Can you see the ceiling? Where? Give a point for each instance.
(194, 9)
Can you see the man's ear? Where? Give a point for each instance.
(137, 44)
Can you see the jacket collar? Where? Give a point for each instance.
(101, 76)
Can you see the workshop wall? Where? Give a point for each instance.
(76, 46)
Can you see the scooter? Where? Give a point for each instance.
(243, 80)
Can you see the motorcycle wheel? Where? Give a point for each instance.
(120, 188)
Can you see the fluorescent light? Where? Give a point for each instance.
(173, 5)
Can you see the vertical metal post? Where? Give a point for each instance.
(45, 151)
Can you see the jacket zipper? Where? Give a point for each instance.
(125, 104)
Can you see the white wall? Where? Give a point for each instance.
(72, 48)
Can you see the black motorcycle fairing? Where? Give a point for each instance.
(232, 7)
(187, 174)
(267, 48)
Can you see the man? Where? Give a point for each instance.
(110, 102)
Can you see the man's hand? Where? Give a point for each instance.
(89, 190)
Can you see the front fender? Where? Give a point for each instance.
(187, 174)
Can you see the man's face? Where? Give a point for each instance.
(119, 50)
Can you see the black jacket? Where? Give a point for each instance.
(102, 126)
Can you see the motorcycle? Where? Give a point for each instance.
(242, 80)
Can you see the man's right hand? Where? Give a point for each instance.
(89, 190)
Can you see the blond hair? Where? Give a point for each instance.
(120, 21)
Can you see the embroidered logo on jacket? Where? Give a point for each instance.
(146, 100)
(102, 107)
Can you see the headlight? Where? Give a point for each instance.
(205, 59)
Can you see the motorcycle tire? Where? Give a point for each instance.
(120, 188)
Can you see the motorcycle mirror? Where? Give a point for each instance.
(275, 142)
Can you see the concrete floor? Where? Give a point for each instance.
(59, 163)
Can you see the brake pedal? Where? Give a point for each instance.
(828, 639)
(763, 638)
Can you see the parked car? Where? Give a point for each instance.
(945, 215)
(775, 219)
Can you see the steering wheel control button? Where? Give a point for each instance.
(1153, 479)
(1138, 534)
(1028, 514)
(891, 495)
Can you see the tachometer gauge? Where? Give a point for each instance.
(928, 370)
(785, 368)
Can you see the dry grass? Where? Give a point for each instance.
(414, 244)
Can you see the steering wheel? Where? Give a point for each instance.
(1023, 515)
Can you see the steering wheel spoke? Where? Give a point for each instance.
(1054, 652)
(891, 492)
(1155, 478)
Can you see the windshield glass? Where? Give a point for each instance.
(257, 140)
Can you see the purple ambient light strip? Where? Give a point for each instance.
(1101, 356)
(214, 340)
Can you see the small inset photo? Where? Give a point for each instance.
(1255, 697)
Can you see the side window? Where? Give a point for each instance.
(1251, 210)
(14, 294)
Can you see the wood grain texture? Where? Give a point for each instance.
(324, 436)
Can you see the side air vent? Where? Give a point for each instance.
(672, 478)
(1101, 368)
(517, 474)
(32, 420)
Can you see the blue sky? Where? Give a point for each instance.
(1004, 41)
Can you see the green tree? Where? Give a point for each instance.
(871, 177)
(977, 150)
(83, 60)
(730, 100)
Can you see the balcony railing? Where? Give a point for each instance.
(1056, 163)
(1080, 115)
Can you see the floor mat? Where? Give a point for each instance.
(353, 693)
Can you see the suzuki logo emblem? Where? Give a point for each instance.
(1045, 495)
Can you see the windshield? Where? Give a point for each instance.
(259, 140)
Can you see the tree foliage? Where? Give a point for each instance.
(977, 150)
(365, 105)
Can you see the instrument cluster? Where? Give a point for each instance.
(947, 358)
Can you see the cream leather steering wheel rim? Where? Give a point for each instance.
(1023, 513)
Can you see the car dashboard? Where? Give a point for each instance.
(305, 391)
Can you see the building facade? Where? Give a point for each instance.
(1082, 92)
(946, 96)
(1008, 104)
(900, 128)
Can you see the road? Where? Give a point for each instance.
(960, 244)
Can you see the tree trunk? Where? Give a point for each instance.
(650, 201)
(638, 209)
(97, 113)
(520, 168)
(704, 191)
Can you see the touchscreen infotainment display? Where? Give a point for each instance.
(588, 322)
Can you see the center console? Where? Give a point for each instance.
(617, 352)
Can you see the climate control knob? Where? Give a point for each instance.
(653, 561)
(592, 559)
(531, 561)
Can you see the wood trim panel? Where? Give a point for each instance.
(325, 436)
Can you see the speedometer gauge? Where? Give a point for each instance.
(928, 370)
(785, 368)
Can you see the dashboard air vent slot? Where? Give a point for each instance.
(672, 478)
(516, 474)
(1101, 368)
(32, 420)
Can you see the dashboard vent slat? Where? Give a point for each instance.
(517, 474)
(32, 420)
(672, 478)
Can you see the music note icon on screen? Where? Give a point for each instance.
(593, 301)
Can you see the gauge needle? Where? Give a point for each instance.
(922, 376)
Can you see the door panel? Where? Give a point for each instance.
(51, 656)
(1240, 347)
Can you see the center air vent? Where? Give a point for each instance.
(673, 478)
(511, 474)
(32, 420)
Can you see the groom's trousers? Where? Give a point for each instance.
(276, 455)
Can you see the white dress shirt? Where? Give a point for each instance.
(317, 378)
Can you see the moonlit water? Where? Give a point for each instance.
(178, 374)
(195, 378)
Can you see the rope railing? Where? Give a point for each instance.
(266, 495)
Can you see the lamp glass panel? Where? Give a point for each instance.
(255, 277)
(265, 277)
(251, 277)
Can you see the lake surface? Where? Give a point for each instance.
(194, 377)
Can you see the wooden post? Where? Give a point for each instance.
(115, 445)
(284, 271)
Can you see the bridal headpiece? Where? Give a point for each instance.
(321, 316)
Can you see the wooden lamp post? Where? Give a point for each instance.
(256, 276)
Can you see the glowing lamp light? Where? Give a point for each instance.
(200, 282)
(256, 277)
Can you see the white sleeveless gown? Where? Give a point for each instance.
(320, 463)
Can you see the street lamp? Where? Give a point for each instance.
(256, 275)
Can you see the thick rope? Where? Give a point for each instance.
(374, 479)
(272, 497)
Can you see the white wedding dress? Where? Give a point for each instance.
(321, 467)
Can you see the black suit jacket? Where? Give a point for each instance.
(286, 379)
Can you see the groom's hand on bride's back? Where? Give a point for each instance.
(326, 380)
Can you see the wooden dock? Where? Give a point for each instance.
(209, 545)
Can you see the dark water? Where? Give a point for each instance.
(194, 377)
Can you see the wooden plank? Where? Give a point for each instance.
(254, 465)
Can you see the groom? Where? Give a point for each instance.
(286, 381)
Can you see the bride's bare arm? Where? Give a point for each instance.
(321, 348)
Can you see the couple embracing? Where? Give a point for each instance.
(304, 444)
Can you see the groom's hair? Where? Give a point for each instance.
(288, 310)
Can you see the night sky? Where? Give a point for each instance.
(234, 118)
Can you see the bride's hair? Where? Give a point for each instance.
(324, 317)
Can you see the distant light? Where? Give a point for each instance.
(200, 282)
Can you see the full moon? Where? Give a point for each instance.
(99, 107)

#####

Your goal = Please write out again the stretch of lines from the one containing "Can you see the green" through the one containing "(1080, 115)", and only those lines, with the requests left unchanged. Multiply every coordinate in the answers by 2.6 and round to the nearest whole number, rounding halves up.

Solution to this task =
Can you see the green tree? Where? Give a point for each instance.
(2265, 460)
(2540, 390)
(216, 156)
(1898, 260)
Can you see the balcony railing? Where? Give a point for each instance.
(2746, 424)
(2808, 299)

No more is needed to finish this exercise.